A AP acabou com o Hamas quando ele iniciou três ataques separados, que mataram 25 israelenses e feriu 50, em apoio à exigência da libertação de prisioneiros, inclusive Shaikh Yasin, preso por Israel, e para que a AP parasse de fornecer informações sobre os militantes islâmicos às autoridades israelenses. Mais tarde, em 1994, a polícia da AP prendeu mais de 300 ativistas do Hamas, após o sequestro e morte de um soldado israelense. Nos dois anos seguintes, o Hamas perdeu apoio, enquanto a crença de que Oslo produziria resultados ia por água abaixo.

Em alguns anos, ficou patente que as negociações de paz não haviam produzido quaisquer benefícios tangíveis. As terríveis condições sociais da maiora dos palestinos na Cisjordânia e na Faixa de Gaza iam de mal a pior, enquanto Israel continuava sua ocupação de terra, supostamente proibida pelos acordos de Oslo, e intensificava o controle sobre a economia palestina. Sob constante pressão de Washington e Jerusalém, a OLP, dominada pela AP, foi forçada a acabar com o Hamas e outros grupos de oposição. Muitos chegaram a ver a AP como uma instituição corrupta e antidemocrática e que não passava de um fantoche de Israel, que beneficiava uma estreita camada de funcionários e empresários. Para todos os efeitos, as autoridades israelenses mantiveram o controle total sobre as chamadas áreas autônomas.

:::

### Instrução 1
Redimensione as coordenadas das caixas delimitadoras nas respostas de todos os registros de anotação de detecção: multiplique cada número por 0,65 e arredonde para inteiro, com as metades para cima. Reproduza todas as linhas, inclusive as consultas.
O texto e os registros não têm relação entre si.

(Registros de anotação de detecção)
:::

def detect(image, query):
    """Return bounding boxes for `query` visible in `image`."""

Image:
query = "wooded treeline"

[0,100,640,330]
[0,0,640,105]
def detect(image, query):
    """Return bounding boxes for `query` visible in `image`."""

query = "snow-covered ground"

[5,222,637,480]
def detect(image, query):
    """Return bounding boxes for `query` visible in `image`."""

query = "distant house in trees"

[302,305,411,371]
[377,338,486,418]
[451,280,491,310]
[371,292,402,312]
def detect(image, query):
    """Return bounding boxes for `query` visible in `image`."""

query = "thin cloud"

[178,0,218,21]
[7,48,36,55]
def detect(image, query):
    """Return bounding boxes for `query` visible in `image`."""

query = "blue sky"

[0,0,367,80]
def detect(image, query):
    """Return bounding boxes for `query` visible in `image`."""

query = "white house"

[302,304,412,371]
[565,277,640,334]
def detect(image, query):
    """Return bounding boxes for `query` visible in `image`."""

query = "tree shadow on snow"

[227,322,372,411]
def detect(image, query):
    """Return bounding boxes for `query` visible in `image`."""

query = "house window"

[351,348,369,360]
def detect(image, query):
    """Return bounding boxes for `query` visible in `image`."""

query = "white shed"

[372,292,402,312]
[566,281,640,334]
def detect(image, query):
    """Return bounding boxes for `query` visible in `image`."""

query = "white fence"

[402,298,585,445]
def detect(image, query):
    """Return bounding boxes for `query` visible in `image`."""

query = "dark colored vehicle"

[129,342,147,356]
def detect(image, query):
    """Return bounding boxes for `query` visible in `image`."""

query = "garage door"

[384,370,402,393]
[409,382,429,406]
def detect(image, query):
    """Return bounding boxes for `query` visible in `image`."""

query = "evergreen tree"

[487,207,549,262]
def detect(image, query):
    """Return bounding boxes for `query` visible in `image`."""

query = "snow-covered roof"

:::

### Instrução 2
Copie fielmente o trecho do texto sobre o Hamas e os acordos de Oslo entre "A AP acabou" e "por água abaixo.", inclusive.

### Resposta da tarefa 1
def detect(image, query):
    """Return bounding boxes for `query` visible in `image`."""

Image:
query = "wooded treeline"

[0,65,416,215]
[0,0,416,68]
def detect(image, query):
    """Return bounding boxes for `query` visible in `image`."""

query = "snow-covered ground"

[3,144,414,312]
def detect(image, query):
    """Return bounding boxes for `query` visible in `image`."""

query = "distant house in trees"

[196,198,267,241]
[245,220,316,272]
[293,182,319,202]
[241,190,261,203]
def detect(image, query):
    """Return bounding boxes for `query` visible in `image`."""

query = "thin cloud"

[116,0,142,14]
[5,31,23,36]
def detect(image, query):
    """Return bounding boxes for `query` visible in `image`."""

query = "blue sky"

[0,0,239,52]
def detect(image, query):
    """Return bounding boxes for `query` visible in `image`."""

query = "white house"

[196,198,268,241]
[367,180,416,217]
def detect(image, query):
    """Return bounding boxes for `query` visible in `image`."""

query = "tree shadow on snow"

[148,209,242,267]
def detect(image, query):
    """Return bounding boxes for `query` visible in `image`."""

query = "house window"

[228,226,240,234]
def detect(image, query):
    """Return bounding boxes for `query` visible in `image`."""

query = "white shed"

[242,190,261,203]
[368,183,416,217]
def detect(image, query):
    """Return bounding boxes for `query` visible in `image`."""

query = "white fence"

[261,194,380,289]
def detect(image, query):
    """Return bounding boxes for `query` visible in `image`."""

query = "dark colored vehicle"

[84,222,96,231]
def detect(image, query):
    """Return bounding boxes for `query` visible in `image`."""

query = "garage door"

[250,241,261,255]
[266,248,279,264]
def detect(image, query):
    """Return bounding boxes for `query` visible in `image`."""

query = "evergreen tree"

[317,135,357,170]
def detect(image, query):
    """Return bounding boxes for `query` visible in `image`."""

query = "snow-covered roof"

### Resposta da tarefa 2
A AP acabou com o Hamas quando ele iniciou três ataques separados, que mataram 25 israelenses e feriu 50, em apoio à exigência da libertação de prisioneiros, inclusive Shaikh Yasin, preso por Israel, e para que a AP parasse de fornecer informações sobre os militantes islâmicos às autoridades israelenses. Mais tarde, em 1994, a polícia da AP prendeu mais de 300 ativistas do Hamas, após o sequestro e morte de um soldado israelense. Nos dois anos seguintes, o Hamas perdeu apoio, enquanto a crença de que Oslo produziria resultados ia por água abaixo.